- **Dataset excerpts on object pointing**
___
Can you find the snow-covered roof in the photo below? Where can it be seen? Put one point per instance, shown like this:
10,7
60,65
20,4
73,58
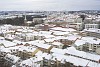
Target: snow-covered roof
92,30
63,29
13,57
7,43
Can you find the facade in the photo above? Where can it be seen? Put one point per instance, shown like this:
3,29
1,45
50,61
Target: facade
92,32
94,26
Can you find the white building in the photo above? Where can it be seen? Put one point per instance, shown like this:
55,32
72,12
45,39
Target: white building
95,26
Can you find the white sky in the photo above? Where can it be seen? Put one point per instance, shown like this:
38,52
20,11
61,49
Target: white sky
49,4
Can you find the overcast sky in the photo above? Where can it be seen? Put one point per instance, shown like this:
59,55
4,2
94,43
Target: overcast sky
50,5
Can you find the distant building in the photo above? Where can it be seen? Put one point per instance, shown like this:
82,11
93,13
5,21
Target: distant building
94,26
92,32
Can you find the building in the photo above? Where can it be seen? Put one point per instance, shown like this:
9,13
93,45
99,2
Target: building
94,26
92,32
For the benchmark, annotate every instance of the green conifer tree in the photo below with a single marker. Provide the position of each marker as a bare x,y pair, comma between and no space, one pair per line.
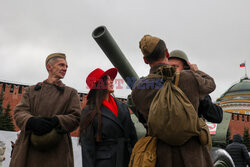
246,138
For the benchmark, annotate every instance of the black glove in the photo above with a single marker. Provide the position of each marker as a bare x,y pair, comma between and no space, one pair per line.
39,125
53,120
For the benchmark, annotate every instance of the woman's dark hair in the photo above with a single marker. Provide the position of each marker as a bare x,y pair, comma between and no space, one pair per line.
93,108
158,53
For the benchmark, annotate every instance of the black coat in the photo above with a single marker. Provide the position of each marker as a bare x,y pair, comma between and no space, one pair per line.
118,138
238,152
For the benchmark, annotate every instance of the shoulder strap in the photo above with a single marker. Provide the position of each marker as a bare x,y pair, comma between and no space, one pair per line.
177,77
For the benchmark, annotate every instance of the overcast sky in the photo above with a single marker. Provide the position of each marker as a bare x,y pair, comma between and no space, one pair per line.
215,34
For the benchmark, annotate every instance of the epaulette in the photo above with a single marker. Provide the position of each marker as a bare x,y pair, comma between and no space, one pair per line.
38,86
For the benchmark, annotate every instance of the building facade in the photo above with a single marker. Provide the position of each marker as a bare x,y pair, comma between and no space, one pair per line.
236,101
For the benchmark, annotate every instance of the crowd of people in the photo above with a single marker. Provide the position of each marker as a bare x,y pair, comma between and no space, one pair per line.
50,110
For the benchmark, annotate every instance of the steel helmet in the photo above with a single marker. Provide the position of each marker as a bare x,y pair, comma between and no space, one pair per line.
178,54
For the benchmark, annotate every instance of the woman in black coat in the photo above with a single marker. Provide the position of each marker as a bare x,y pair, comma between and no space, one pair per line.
___
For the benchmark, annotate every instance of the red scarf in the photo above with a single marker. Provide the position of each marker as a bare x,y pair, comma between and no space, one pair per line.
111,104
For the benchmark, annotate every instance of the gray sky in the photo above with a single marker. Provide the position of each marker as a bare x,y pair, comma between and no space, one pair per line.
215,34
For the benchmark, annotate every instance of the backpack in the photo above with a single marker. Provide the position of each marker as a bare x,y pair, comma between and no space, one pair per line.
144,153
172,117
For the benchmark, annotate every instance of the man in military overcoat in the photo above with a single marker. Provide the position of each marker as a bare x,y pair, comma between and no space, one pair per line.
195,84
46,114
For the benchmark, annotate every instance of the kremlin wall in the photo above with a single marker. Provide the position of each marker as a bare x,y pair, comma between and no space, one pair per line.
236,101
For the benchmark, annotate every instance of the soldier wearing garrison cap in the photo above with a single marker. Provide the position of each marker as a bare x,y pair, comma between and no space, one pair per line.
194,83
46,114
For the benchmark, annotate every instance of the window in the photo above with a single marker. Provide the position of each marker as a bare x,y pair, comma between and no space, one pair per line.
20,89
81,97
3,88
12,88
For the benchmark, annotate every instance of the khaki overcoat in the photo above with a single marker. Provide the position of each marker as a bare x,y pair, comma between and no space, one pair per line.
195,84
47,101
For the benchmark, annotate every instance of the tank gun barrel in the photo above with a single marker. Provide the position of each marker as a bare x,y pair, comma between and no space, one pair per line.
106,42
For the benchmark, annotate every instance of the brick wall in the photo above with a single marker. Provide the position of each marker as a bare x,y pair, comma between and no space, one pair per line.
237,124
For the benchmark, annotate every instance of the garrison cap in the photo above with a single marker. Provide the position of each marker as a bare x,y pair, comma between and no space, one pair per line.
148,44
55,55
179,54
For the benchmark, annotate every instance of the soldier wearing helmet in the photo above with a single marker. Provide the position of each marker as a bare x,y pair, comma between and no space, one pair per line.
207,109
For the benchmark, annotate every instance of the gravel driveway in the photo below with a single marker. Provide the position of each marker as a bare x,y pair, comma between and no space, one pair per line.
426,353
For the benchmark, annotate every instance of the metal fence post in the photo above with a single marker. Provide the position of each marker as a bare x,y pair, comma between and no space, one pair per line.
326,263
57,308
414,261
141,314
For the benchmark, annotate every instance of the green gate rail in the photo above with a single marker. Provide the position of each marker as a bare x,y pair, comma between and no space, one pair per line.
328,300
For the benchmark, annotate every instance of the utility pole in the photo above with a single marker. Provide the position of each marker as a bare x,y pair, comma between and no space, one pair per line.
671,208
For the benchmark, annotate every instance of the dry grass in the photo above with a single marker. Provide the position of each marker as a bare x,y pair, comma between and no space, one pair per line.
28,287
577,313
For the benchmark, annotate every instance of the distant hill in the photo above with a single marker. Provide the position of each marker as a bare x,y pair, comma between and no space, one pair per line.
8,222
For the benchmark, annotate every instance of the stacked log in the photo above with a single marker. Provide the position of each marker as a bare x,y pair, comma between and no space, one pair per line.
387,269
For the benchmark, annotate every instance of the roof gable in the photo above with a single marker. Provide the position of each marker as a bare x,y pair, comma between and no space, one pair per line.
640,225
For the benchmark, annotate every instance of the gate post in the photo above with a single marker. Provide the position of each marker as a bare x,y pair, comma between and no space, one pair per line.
___
- **TASK DIRECTIONS**
Substitute "dot" for every "marker" in the material, starting at the line containing "For the benchmark, annotate every instance of the epaulette" and ending at the line containing "For the benchmark, annotate every instance of the woman in", with nothing else changed. Return only those lines.

- **TASK SOLUTION**
For the benchmark, annotate every instance of the epaulette in the photo above with a single dot. Provide the position of each dot as a bare x,y pair, comma between and no space, one pair per line.
38,86
For the benchmark, annotate every instance of the building facade in the photo above with a single dot. Provide the position of each dot as a bare x,y pair, comma between and no space, one pair per line.
236,101
For the benchmark, annotate every instance of the crowd of people in the photo above with a single dot. Provide the position of each dot as a bare x,y pair, comma between and no space, one pair per line.
50,110
For the benchmark, annotate every instance of the steel helmet in the photo above with a single dot. Provide the position of each dot as a bare x,y pair, comma between and no space, one pair per line.
178,54
For the benchmark, annotate every instance of the woman in black coat in the photo above with a single dot. Provide the position of each dot as a bare x,y pair, comma between and no space, one pair per line.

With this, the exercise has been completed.